Pasaje mostrado:

((

Así, con sus números inolvidables en vivo, los rulos salvajes y colorados cubriéndoles completamente la cara hasta la cintura, o jugando con las palmas en medio del escenario para crear una inquietante base de percusión física, llamaron la atención de Trangressive Records, el sello londinense donde comparten hogar con Neon Indian, Alvvays y Foals. Son las más jóvenes del sello y ni se inmutan en decir que, primero que nada, hay que intentar descifrar cuál es cuál. Y, también, descubrir en qué momento es que están hablando en serio o burlándose de uno con algún chiste interno que solo ellas entienden. Como cantar sobre gatos muertos con carita de ternura, por ejemplo. O meter un rap desconcertante y de golpe en medio de una climática canción de sintetizadores y xilofones. Con historias fantásticas, o violentas, o simplemente, sin ningún mensaje oculto, sobre qué sabor de pastel elegir. Al final del día, las chicas son adolescentes y sorprende que hayan empezado a componer este disco cuando tenían apenas 14 años.

))

Listado proporcionado:
((

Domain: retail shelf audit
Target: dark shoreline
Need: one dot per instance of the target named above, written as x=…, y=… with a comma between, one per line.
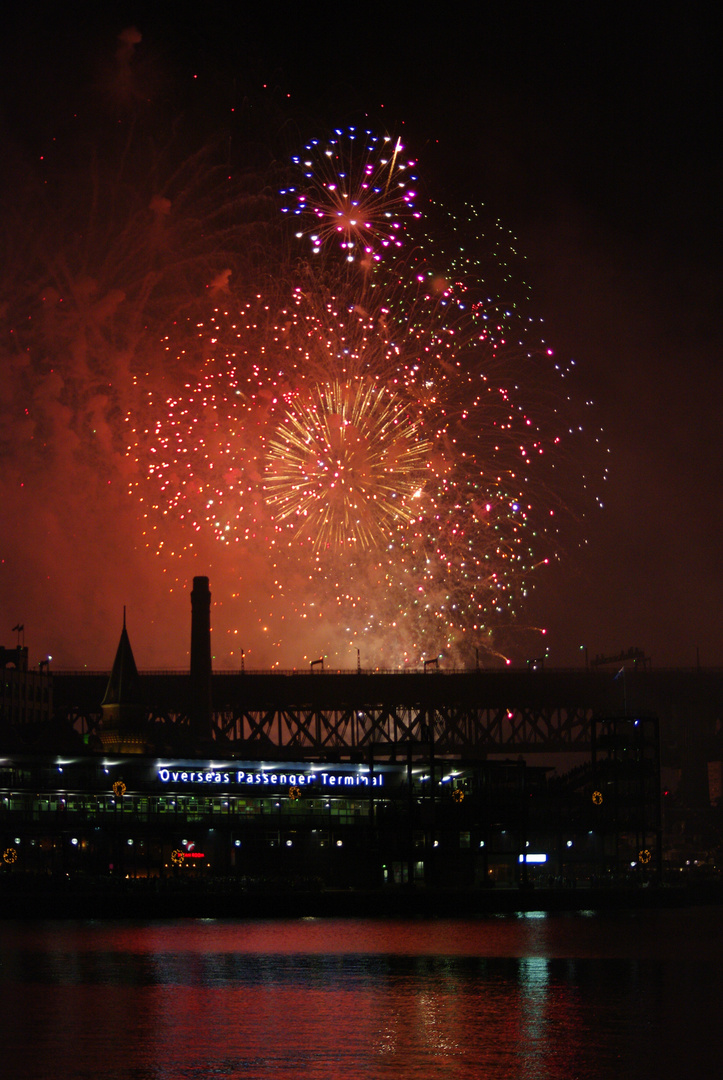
x=136, y=901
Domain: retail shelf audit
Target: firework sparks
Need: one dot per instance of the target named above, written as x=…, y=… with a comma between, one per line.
x=347, y=462
x=357, y=194
x=395, y=448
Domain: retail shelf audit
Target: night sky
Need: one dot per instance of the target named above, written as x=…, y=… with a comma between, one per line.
x=589, y=130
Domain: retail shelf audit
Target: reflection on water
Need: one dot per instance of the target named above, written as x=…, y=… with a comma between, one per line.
x=596, y=996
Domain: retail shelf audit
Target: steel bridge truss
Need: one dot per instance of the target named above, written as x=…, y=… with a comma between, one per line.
x=454, y=729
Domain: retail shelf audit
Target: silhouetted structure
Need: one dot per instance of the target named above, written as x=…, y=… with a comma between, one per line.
x=201, y=703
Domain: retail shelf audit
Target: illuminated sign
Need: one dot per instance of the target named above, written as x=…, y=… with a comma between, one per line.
x=264, y=778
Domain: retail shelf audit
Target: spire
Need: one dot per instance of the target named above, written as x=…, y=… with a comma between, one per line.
x=123, y=714
x=123, y=686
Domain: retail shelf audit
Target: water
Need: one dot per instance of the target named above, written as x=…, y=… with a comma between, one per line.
x=624, y=995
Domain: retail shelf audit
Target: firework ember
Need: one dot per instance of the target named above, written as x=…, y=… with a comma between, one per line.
x=395, y=448
x=357, y=193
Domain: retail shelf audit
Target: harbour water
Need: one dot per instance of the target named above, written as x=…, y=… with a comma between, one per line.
x=633, y=994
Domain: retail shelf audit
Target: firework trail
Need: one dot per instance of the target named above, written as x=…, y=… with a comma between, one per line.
x=398, y=459
x=356, y=196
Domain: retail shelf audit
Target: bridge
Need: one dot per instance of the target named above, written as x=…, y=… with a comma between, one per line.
x=462, y=713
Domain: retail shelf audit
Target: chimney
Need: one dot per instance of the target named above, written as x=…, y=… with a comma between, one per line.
x=201, y=705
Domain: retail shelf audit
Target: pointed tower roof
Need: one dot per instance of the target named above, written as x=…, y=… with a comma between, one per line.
x=124, y=685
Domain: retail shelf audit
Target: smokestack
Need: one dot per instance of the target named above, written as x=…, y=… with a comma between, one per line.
x=201, y=701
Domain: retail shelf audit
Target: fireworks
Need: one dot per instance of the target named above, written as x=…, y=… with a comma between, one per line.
x=347, y=462
x=392, y=450
x=357, y=193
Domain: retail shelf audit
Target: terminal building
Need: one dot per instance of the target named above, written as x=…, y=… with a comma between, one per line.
x=173, y=794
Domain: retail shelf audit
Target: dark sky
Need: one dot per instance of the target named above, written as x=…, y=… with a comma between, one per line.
x=591, y=132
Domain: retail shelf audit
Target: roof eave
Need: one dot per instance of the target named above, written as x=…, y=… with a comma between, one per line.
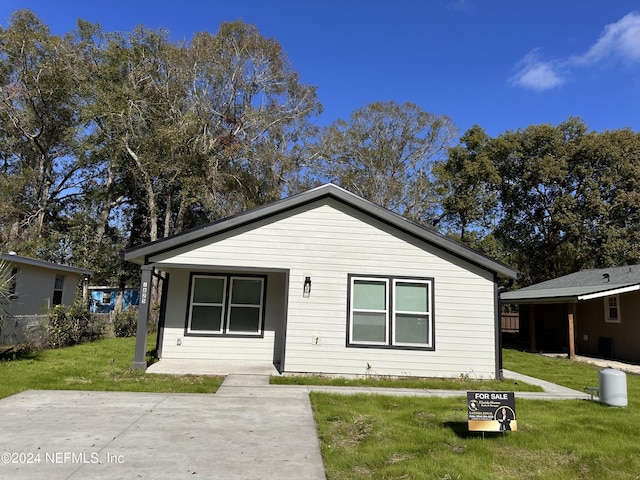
x=141, y=254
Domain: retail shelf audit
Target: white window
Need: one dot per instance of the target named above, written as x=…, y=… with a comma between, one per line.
x=226, y=305
x=391, y=312
x=612, y=309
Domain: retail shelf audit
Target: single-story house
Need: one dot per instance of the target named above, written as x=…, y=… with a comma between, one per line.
x=324, y=282
x=592, y=312
x=103, y=299
x=38, y=285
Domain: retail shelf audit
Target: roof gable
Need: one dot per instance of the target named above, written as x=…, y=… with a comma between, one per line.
x=142, y=253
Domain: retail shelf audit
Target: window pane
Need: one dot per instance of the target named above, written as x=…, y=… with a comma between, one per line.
x=247, y=291
x=206, y=318
x=412, y=329
x=412, y=297
x=208, y=290
x=244, y=319
x=369, y=295
x=369, y=327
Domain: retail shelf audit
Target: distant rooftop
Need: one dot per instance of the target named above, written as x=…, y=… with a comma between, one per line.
x=583, y=285
x=14, y=258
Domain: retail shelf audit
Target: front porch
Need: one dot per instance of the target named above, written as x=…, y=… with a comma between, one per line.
x=186, y=366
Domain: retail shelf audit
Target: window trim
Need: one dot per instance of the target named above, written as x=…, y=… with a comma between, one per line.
x=226, y=306
x=58, y=289
x=607, y=309
x=390, y=333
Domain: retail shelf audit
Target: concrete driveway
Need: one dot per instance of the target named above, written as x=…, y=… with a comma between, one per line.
x=233, y=434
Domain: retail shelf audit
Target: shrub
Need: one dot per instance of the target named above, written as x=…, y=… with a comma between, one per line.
x=125, y=323
x=70, y=325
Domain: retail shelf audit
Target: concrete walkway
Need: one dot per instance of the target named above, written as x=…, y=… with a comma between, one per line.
x=233, y=434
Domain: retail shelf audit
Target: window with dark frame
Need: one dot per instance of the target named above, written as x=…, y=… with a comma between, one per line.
x=13, y=283
x=226, y=305
x=612, y=309
x=58, y=288
x=390, y=312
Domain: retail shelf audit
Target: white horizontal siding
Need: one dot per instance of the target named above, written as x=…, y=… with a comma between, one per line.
x=327, y=242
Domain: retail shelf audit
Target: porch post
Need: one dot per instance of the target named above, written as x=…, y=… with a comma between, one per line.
x=532, y=327
x=140, y=358
x=572, y=346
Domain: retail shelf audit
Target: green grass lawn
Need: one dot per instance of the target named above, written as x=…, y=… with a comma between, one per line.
x=462, y=383
x=378, y=437
x=382, y=437
x=101, y=365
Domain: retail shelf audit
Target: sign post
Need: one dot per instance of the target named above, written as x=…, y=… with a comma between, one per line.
x=492, y=411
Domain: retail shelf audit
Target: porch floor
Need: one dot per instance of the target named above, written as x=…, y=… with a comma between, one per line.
x=186, y=366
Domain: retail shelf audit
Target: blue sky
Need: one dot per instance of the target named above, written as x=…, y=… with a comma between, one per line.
x=501, y=64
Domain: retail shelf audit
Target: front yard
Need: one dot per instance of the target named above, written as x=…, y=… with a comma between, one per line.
x=381, y=437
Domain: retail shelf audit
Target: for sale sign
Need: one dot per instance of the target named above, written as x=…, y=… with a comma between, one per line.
x=491, y=411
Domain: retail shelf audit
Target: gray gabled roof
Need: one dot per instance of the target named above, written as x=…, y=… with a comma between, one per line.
x=13, y=258
x=583, y=285
x=141, y=254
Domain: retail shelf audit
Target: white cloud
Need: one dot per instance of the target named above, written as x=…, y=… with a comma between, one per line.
x=537, y=74
x=620, y=40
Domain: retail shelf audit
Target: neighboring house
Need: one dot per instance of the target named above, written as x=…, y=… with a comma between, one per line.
x=103, y=299
x=592, y=312
x=324, y=282
x=37, y=285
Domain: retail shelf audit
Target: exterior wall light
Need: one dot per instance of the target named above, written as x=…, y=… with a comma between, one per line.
x=306, y=290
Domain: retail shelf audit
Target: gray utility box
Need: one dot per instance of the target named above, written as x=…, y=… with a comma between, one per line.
x=613, y=387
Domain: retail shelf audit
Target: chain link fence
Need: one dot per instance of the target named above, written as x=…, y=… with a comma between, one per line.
x=22, y=329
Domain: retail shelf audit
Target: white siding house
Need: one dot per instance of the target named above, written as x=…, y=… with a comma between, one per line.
x=37, y=285
x=326, y=282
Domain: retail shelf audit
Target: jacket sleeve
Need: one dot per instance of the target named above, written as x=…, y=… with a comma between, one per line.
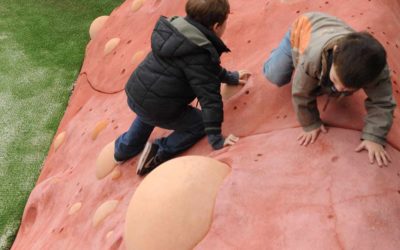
x=380, y=106
x=304, y=102
x=229, y=77
x=205, y=82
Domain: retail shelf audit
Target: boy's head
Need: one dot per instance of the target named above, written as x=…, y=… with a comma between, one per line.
x=210, y=13
x=358, y=59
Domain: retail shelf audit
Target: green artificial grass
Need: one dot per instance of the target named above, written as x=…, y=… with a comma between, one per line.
x=42, y=44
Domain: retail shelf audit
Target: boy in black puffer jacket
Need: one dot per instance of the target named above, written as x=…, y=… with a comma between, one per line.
x=184, y=64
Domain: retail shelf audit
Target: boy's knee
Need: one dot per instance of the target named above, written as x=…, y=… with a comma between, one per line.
x=274, y=77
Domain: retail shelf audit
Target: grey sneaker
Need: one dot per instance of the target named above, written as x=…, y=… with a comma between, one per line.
x=148, y=159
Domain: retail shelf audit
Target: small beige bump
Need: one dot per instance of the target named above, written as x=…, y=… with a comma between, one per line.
x=136, y=5
x=111, y=44
x=138, y=57
x=59, y=140
x=103, y=211
x=116, y=173
x=105, y=162
x=97, y=25
x=75, y=208
x=98, y=128
x=109, y=234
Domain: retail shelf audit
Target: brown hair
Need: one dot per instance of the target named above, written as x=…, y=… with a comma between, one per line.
x=208, y=12
x=359, y=58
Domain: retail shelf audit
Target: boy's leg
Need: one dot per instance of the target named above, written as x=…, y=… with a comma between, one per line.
x=188, y=129
x=130, y=143
x=279, y=66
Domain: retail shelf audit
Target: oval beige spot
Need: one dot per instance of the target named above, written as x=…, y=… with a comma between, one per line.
x=59, y=140
x=166, y=204
x=116, y=173
x=97, y=25
x=103, y=211
x=111, y=44
x=136, y=5
x=105, y=162
x=98, y=128
x=75, y=208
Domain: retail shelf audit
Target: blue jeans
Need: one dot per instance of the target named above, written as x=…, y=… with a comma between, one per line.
x=279, y=67
x=188, y=129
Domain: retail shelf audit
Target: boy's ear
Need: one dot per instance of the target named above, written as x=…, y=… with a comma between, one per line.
x=215, y=27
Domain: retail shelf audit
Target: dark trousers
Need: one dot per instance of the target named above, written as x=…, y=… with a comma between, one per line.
x=187, y=129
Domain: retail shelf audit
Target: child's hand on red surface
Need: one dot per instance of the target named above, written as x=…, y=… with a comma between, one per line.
x=375, y=152
x=243, y=76
x=230, y=140
x=306, y=138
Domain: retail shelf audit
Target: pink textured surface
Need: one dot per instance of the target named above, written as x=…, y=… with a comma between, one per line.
x=278, y=195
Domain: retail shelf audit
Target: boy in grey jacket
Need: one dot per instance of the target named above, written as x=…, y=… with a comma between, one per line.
x=329, y=57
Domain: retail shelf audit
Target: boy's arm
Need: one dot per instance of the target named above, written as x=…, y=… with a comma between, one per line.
x=206, y=85
x=380, y=106
x=304, y=102
x=229, y=77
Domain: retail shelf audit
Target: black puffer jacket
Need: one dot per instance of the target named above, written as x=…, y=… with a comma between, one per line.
x=184, y=64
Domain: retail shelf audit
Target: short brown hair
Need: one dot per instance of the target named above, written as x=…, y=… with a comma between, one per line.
x=208, y=12
x=359, y=58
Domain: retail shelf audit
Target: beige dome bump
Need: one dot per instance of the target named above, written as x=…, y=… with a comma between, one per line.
x=111, y=44
x=173, y=206
x=96, y=25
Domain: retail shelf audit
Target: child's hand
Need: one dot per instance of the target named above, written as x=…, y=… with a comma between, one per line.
x=243, y=76
x=375, y=151
x=306, y=138
x=230, y=140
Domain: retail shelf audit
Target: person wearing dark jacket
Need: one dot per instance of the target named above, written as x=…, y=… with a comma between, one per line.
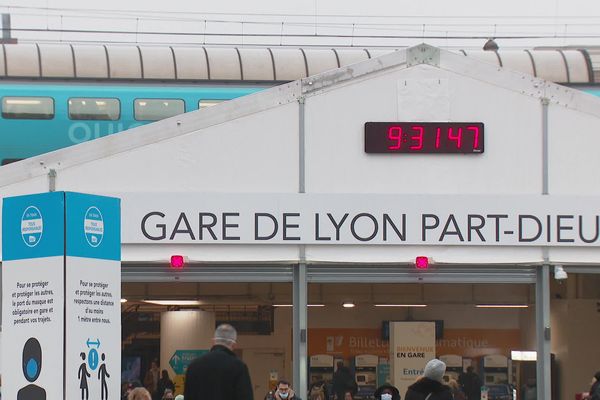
x=343, y=381
x=430, y=384
x=219, y=374
x=595, y=389
x=387, y=392
x=164, y=383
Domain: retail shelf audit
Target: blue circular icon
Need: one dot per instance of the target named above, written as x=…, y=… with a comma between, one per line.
x=31, y=368
x=93, y=226
x=93, y=359
x=32, y=226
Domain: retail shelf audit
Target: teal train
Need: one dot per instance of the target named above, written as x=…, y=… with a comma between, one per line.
x=58, y=95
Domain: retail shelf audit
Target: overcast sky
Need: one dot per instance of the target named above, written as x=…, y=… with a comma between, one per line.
x=330, y=22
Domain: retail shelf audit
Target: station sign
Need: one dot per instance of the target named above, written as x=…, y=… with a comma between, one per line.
x=361, y=219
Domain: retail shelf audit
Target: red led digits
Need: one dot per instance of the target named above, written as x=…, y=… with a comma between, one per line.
x=457, y=138
x=424, y=137
x=475, y=129
x=418, y=137
x=395, y=133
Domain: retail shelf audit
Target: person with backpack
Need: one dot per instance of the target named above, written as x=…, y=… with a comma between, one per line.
x=343, y=381
x=387, y=392
x=284, y=391
x=430, y=386
x=318, y=391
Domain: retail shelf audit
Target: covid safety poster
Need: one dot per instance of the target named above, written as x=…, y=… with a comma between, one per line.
x=61, y=291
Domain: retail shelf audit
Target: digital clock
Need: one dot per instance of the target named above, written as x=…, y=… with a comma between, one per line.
x=424, y=137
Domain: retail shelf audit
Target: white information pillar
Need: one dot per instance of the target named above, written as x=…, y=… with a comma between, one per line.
x=61, y=291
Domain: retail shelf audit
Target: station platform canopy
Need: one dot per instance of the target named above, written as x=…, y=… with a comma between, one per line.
x=293, y=157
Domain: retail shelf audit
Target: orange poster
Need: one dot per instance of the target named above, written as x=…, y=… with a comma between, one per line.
x=346, y=343
x=475, y=343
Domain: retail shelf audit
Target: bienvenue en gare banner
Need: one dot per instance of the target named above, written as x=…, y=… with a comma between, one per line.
x=247, y=218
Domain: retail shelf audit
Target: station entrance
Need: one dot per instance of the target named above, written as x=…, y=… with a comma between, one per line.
x=486, y=325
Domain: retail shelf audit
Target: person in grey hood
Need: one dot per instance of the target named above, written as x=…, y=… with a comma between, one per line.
x=430, y=386
x=285, y=392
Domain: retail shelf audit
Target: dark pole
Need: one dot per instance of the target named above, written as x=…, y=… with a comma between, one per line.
x=6, y=30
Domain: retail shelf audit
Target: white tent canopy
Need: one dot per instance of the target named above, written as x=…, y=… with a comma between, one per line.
x=299, y=148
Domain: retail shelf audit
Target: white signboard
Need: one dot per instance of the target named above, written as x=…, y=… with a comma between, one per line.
x=232, y=218
x=412, y=345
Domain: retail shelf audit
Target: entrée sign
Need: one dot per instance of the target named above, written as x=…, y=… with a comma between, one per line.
x=361, y=219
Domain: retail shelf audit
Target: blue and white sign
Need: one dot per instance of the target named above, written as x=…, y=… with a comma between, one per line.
x=61, y=291
x=33, y=237
x=32, y=226
x=93, y=293
x=93, y=226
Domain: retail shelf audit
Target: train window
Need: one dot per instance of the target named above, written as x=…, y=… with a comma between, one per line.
x=208, y=103
x=28, y=107
x=156, y=109
x=95, y=109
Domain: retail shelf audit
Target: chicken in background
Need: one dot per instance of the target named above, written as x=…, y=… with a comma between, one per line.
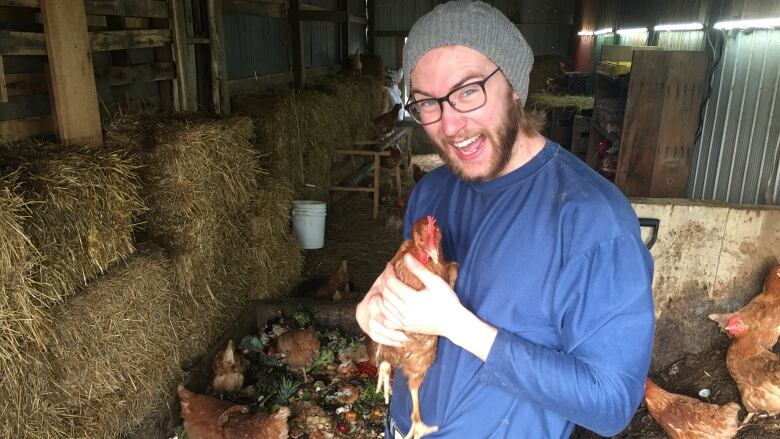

))

Lo que se pide: ¿Puedes proseguir el pasaje sobre las adolescentes del sello londinense a partir de su última oración? El listado no hace falta para nada.

Resultado obtenido:
Con las clásicas inclemencias de la juventud, como la desazón existencial, las frustración ante la incomprensión de los adultos, o la indecisión entre vainilla o chocolate. “Creemos que la gente se pregunta ¿es esto muy bueno o solo es una mierda?”, dice Rosa. Pero eso solo parece divertirlas más. No se sentían identificadas con la música que escuchaban y que tocaban sus pares, los adolescentes en Norwich, más copados con las guitarras eléctricas y los caminos más tradicionales del indie. Ni tampoco con la docilidad que se espera de las chicas que hacen música: “Piensan que como somos chicas y jóvenes también somos dulces y acústicas. Esperan que nos paremos en el escenario y hagamos un poco de folk, entonces les lanzamos unos buenos sintes”, dice Jenny. O quizás sea Rosa la que habla, difícil saberlo a esta altura.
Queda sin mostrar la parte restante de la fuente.